Collection entries:
========================
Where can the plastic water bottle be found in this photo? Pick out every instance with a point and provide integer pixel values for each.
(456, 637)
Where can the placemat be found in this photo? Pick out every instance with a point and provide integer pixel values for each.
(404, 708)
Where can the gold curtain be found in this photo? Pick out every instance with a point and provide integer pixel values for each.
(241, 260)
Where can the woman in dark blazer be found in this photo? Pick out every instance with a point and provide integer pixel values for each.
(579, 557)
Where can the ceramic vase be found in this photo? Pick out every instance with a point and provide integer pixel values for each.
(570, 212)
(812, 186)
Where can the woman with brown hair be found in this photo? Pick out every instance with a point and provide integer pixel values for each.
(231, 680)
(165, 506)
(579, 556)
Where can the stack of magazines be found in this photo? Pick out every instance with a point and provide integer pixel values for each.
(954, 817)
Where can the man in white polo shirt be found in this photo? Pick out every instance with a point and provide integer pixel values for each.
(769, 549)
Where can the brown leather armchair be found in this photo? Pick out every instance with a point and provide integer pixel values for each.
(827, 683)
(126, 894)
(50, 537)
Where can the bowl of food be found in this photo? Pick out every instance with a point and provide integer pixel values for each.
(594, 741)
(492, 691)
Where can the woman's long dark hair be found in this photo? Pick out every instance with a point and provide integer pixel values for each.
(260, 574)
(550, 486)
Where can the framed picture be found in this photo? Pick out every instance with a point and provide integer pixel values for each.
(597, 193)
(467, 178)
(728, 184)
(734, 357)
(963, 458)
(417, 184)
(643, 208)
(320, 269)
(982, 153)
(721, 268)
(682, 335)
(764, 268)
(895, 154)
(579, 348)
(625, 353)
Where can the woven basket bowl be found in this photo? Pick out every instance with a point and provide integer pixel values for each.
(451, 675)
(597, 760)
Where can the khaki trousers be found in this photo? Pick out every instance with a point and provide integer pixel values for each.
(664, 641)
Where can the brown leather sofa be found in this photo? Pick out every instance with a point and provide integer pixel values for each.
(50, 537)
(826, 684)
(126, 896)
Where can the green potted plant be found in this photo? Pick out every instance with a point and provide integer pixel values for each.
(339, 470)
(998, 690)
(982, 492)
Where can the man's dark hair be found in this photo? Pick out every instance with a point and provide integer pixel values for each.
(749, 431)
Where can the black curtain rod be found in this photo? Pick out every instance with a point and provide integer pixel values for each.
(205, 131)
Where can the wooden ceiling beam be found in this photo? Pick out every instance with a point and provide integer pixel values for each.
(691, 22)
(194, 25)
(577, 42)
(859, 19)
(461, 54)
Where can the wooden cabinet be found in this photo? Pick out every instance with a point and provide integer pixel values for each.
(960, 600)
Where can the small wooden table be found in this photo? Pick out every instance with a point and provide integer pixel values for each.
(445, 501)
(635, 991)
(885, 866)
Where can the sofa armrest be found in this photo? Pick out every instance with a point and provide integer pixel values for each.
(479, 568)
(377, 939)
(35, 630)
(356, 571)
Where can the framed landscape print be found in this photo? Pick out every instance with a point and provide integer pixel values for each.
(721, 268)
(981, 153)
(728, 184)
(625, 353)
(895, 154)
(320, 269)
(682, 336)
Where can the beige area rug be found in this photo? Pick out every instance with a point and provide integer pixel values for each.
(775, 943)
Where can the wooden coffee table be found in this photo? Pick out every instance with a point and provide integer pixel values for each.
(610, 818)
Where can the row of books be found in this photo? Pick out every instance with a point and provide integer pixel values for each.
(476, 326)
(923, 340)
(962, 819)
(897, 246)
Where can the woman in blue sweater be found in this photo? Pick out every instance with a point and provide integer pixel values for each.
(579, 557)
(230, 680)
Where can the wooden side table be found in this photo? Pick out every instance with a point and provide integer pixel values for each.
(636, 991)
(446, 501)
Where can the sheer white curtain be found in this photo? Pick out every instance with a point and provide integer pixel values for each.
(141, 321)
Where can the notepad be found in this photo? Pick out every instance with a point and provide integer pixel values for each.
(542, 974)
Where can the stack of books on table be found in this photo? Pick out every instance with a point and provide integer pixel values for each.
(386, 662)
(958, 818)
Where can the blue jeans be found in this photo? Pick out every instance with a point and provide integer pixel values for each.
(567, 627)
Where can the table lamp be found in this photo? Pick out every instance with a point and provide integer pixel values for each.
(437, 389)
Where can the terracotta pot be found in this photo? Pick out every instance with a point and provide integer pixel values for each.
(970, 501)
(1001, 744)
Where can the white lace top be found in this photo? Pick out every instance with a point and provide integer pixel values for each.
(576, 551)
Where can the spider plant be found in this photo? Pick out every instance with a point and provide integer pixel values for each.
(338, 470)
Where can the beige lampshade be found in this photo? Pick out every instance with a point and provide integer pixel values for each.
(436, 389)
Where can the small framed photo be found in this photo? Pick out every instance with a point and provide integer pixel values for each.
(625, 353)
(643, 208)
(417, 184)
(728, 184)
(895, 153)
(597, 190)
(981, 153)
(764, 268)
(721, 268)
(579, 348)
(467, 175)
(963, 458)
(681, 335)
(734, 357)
========================
◆ STATED PROBLEM: From the line holding "Where can the wooden side" to the last line of the records, quote each line exactly and add nothing.

◆ OUTPUT OF THE TASK:
Where can the wooden side table be found in this photo? Pick out every instance with a point and provide integer pixel values for each.
(636, 991)
(446, 501)
Where can the sheer white curtain be found in this photo? Pick out every instance with a point and provide integer pixel values for each.
(141, 321)
Where can the notepad be found in this photo? Pick out every instance with a point and provide integer pixel values for each.
(542, 974)
Where can the stack of books on table be found in this photo? Pick out every instance with a point and provide integer pixel values for each.
(386, 662)
(958, 818)
Where can the blue jeans be found in this photo? Pick out every instance with a point and provide integer pixel values for each.
(567, 627)
Where can the table lamp be found in this photo? Pick out every instance with a point and provide integer pixel values for each.
(437, 389)
Where can the terracotta pot be found in this photo? Pick out every instance with a point and provide integer pixel values for each.
(970, 501)
(1001, 744)
Where can the white lace top be found in this photo? Pick out every instance with a point and provide integer pixel values for each.
(576, 551)
Where can the spider plant be found in this photo? Pick out every instance with a point and provide integer pixel values for each.
(338, 470)
Where can the beige lampshade be found in this photo? Pick out every instance with a point and provide integer pixel values for each.
(436, 389)
Where can the small framed photo be found in this photo? Pick out every instance with a point and provide integer pixel values for each.
(625, 353)
(643, 208)
(417, 184)
(728, 184)
(895, 153)
(597, 190)
(981, 153)
(764, 268)
(721, 268)
(579, 348)
(467, 175)
(963, 458)
(681, 335)
(734, 357)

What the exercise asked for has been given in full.